● Exercise goal:
Copy out the lines from the one with "Could you tag the window frame" up to and including the one with "point(120, 89)", word for word. Omit the pictures.

● Listing:
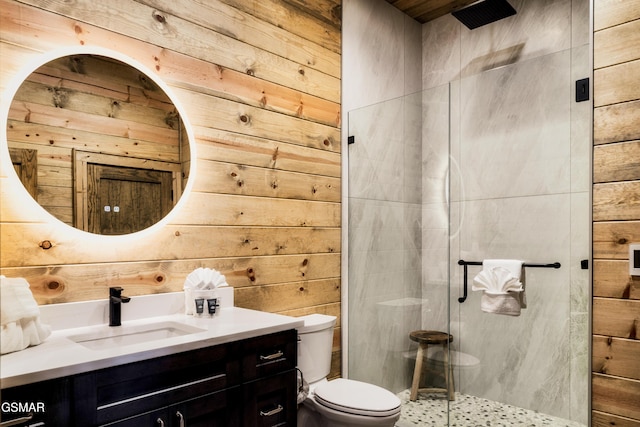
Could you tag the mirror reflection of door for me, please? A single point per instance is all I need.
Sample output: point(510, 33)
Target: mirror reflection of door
point(123, 200)
point(122, 195)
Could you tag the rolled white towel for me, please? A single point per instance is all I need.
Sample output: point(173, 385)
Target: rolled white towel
point(17, 300)
point(21, 326)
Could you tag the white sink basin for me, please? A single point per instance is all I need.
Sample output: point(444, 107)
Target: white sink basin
point(117, 336)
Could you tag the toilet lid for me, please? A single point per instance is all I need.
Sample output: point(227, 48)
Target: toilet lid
point(358, 398)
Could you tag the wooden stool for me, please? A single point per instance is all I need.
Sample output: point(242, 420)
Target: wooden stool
point(424, 338)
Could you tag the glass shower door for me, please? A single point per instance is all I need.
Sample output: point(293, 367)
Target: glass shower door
point(518, 191)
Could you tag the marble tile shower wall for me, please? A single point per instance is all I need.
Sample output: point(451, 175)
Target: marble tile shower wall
point(381, 63)
point(519, 177)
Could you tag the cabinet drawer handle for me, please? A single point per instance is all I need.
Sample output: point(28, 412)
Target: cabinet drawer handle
point(272, 412)
point(16, 421)
point(275, 355)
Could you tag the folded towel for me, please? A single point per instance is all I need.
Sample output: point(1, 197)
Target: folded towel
point(503, 292)
point(508, 303)
point(20, 316)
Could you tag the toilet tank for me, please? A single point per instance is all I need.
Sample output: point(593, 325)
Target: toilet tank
point(315, 342)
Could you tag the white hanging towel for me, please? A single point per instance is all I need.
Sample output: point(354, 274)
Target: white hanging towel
point(20, 316)
point(502, 290)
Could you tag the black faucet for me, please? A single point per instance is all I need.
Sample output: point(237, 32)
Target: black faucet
point(115, 305)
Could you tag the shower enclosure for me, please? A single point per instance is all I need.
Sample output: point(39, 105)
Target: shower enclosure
point(495, 164)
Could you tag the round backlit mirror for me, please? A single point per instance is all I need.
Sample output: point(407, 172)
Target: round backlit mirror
point(98, 143)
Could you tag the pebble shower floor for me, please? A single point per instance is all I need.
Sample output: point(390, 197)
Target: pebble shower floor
point(471, 411)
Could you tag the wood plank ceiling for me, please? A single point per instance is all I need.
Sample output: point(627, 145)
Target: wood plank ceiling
point(428, 10)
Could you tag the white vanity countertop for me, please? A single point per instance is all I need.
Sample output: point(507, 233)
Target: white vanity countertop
point(59, 356)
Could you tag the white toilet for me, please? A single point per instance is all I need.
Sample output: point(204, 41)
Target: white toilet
point(340, 402)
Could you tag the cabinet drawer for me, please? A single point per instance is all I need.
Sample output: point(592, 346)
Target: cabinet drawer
point(218, 409)
point(271, 402)
point(269, 354)
point(123, 391)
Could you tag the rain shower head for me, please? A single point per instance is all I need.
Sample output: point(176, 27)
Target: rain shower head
point(483, 13)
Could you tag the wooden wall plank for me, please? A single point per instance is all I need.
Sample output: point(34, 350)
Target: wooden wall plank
point(616, 162)
point(616, 45)
point(21, 244)
point(616, 396)
point(290, 296)
point(615, 310)
point(237, 179)
point(616, 318)
point(325, 32)
point(249, 150)
point(81, 282)
point(615, 123)
point(208, 111)
point(617, 357)
point(611, 280)
point(252, 211)
point(175, 67)
point(607, 13)
point(601, 419)
point(162, 29)
point(616, 201)
point(615, 84)
point(611, 239)
point(256, 31)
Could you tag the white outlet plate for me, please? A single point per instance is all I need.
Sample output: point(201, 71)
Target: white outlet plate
point(634, 259)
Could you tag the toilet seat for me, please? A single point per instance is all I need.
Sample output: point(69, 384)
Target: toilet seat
point(357, 398)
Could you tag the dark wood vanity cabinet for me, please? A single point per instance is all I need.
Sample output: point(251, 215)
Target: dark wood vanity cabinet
point(245, 383)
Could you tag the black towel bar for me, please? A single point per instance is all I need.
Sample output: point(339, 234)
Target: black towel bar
point(464, 263)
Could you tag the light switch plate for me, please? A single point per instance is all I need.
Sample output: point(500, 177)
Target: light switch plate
point(634, 259)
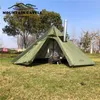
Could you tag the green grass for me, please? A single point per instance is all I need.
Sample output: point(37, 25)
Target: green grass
point(49, 81)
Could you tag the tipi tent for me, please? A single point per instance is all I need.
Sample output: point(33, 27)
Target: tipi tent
point(53, 40)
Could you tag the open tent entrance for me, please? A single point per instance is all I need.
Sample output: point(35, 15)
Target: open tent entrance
point(50, 52)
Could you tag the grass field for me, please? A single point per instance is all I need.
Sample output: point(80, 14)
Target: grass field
point(49, 81)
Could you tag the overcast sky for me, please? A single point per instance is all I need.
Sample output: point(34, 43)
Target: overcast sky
point(81, 14)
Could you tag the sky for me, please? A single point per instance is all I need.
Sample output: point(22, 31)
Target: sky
point(81, 15)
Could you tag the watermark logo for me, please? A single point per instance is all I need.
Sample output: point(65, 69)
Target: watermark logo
point(23, 9)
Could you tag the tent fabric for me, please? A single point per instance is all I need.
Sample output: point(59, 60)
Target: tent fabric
point(39, 49)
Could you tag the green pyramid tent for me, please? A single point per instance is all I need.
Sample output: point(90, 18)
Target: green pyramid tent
point(53, 39)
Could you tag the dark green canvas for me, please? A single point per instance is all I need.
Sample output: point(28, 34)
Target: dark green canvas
point(39, 49)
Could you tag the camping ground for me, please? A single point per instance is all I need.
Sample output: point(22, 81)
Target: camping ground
point(49, 81)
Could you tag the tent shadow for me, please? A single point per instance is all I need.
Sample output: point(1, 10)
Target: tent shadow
point(38, 62)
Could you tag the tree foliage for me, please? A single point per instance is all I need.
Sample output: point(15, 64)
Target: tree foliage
point(85, 41)
point(32, 24)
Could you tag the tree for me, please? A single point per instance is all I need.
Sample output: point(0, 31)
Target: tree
point(50, 18)
point(29, 25)
point(85, 41)
point(21, 25)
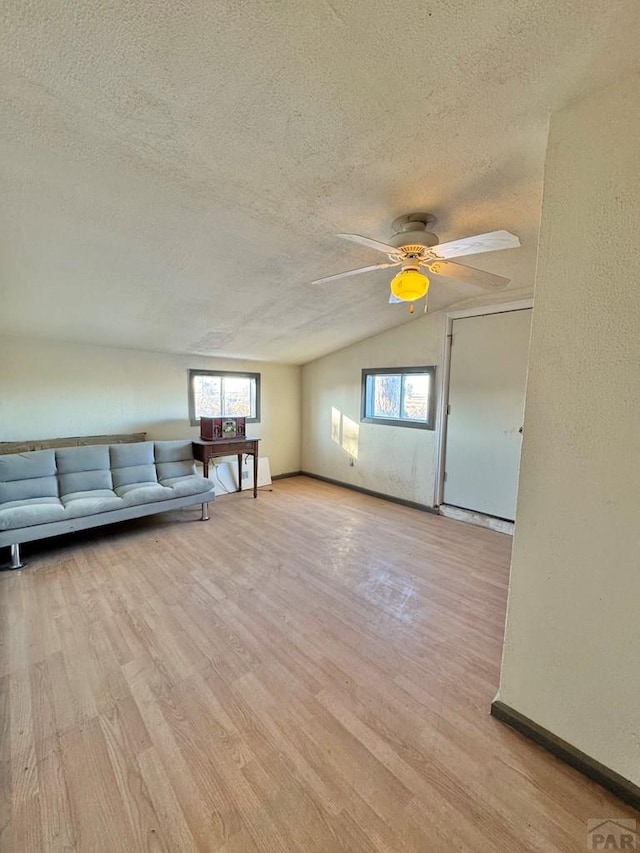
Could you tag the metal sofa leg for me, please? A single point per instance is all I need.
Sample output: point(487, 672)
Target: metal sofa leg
point(16, 562)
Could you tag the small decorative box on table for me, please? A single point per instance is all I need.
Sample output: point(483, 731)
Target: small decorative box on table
point(226, 437)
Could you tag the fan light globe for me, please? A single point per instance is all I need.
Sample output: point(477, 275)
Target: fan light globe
point(409, 285)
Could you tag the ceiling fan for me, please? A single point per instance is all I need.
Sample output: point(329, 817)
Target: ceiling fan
point(413, 248)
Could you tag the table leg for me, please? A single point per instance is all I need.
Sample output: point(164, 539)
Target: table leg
point(255, 473)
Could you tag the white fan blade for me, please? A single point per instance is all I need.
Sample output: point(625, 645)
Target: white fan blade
point(355, 272)
point(372, 244)
point(469, 275)
point(490, 242)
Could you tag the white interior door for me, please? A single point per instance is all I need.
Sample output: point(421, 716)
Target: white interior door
point(486, 403)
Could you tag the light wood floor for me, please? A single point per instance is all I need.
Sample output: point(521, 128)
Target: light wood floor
point(311, 671)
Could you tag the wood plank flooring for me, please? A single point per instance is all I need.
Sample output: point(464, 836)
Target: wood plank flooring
point(311, 671)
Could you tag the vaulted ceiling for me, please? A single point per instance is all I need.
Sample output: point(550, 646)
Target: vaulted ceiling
point(172, 173)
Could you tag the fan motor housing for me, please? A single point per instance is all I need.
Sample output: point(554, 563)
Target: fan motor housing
point(410, 239)
point(411, 232)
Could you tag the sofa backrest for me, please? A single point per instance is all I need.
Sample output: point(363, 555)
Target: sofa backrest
point(83, 469)
point(66, 470)
point(133, 463)
point(28, 475)
point(174, 459)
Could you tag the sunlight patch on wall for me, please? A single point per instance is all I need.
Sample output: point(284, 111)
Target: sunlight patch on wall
point(345, 432)
point(336, 419)
point(350, 435)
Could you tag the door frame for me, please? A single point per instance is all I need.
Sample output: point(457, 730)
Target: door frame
point(445, 377)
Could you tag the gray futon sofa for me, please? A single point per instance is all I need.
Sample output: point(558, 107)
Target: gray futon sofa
point(48, 492)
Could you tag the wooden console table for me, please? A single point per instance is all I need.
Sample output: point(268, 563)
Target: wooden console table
point(203, 451)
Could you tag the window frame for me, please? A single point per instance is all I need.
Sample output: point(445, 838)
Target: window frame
point(429, 369)
point(236, 374)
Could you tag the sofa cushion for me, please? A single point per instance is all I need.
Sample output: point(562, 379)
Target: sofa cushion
point(140, 493)
point(174, 459)
point(192, 484)
point(90, 502)
point(83, 469)
point(28, 475)
point(26, 513)
point(132, 463)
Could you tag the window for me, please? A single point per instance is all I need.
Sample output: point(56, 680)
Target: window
point(399, 396)
point(223, 394)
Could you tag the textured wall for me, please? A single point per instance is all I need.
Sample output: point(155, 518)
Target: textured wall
point(392, 460)
point(572, 641)
point(51, 389)
point(192, 161)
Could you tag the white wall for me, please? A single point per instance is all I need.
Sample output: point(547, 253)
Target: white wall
point(394, 461)
point(572, 641)
point(56, 389)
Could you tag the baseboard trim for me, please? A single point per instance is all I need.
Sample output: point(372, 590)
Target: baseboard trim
point(609, 779)
point(391, 498)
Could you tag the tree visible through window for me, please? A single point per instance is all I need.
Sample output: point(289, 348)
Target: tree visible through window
point(402, 396)
point(215, 394)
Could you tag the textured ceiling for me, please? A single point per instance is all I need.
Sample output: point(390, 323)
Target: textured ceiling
point(171, 173)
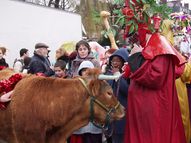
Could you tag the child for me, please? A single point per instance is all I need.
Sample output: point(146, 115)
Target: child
point(60, 69)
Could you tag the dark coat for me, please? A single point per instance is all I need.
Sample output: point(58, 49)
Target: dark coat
point(40, 64)
point(120, 89)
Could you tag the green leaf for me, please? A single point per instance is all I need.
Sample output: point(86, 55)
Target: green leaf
point(130, 22)
point(143, 1)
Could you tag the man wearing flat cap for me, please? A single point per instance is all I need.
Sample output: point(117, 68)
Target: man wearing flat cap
point(39, 63)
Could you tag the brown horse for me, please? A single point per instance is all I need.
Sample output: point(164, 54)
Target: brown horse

● Response to the exercise:
Could you tag the window frame for me, please? A single point per instance is all I need.
Sample output: point(445, 838)
Target: window frame
point(429, 369)
point(236, 374)
Could you tag the sofa cushion for me, please? A single point per instance is all I need.
Sample output: point(562, 379)
Target: sofa cushion
point(140, 493)
point(174, 459)
point(192, 484)
point(90, 502)
point(83, 469)
point(28, 475)
point(26, 513)
point(132, 463)
Could you tag the window for me, please? A single point per instance is all I need.
Sample output: point(56, 680)
Target: window
point(399, 396)
point(223, 394)
Could you tag the textured wall for me, please? A single point per instance is all I need.
Sample output: point(155, 518)
Target: textured wall
point(392, 460)
point(572, 641)
point(51, 389)
point(192, 161)
Could you tag the white wall for me, please? A single point per instance is all I need.
Sample output: point(547, 253)
Target: white wall
point(394, 461)
point(572, 641)
point(56, 389)
Could you tag the baseboard trim for me, please? A single point per instance is all I need.
Sample output: point(372, 590)
Target: baseboard trim
point(609, 779)
point(391, 498)
Could you tag the tree visible through window for me, please? A single point per instance is all I need.
Sample output: point(289, 348)
Target: tree visible through window
point(402, 396)
point(215, 394)
Could you tag the textured ceiling for me, please? A single point per instance is all I need.
Sample output: point(390, 323)
Target: textured ceiling
point(171, 173)
Could you tag the child for me, please? A single point per instance is all I need.
Sample output: point(146, 115)
Target: child
point(60, 69)
Could you tag the dark coat for me, please? A single point per instance is all I need.
Sample output: point(58, 49)
Target: dark coat
point(40, 64)
point(120, 89)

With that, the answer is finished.